- _EXTRACT TO READ_
——
The computer world has pretty much reinvented itself since Dr. Jon Rickman earned his Ph.D. in computer science more than 30 years ago.

But the vice president of information systems at Northwest Missouri State University has stayed on top of his game, literally.

Dr. Rickman was behind Northwest becoming the first electronic campus in the U.S. in 1987. He’s also the guiding force behind Northwest’s distinction as a “laptop campus,” which launched in 2005 and gave every student living on campus a Gateway laptop computer.

Beginning this semester, every full-time student at Northwest receives a new Hewlett-Packard laptop. Part-time students receive the refurbished Gateway computers.

“There is a very high level of excitement from the students,” Dr. Rickman said.

About 6,000 new laptops arrived on campus this summer. Computing staffers scurried to transfer software onto the machines before students arrived for fall semester courses Monday.

About 3,000 of the new computers were handed out to students over a two-day period last week at the Electronic Campus Support Center, which recently was named in honor of Dr. Rickman for his 30-plus years of service at Northwest.
——
- _GIVEN DATA_
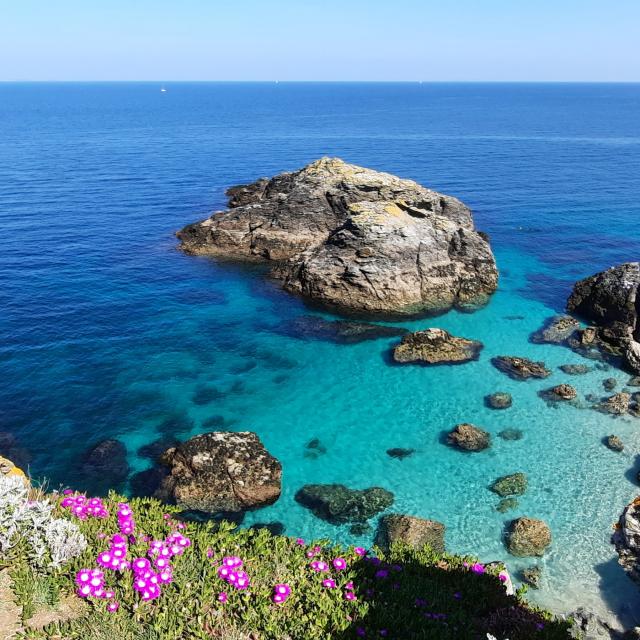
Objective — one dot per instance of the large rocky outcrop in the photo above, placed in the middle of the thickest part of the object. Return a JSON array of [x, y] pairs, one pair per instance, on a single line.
[[610, 300], [221, 472], [627, 540], [354, 239]]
——
- _BRIEF 1_
In the Northwest laptop article, condense the paragraph beginning "Dr. Rickman was behind Northwest" into a short bulleted list that keeps its main facts.
- _BRIEF 2_
Reproduce, word for word, the part of the Northwest laptop article that opens with the words containing "But the vice" and closes with "semester courses Monday.".

- _COMPLETE OUTPUT 1_
- Dr. Rickman led Northwest's effort to become the first electronic campus in the U.S., in 1987.
- He also guided Northwest's "laptop campus" program, launched in 2005, which gave every on-campus student a Gateway laptop.

- _COMPLETE OUTPUT 2_
But the vice president of information systems at Northwest Missouri State University has stayed on top of his game, literally.

Dr. Rickman was behind Northwest becoming the first electronic campus in the U.S. in 1987. He’s also the guiding force behind Northwest’s distinction as a “laptop campus,” which launched in 2005 and gave every student living on campus a Gateway laptop computer.

Beginning this semester, every full-time student at Northwest receives a new Hewlett-Packard laptop. Part-time students receive the refurbished Gateway computers.

“There is a very high level of excitement from the students,” Dr. Rickman said.

About 6,000 new laptops arrived on campus this summer. Computing staffers scurried to transfer software onto the machines before students arrived for fall semester courses Monday.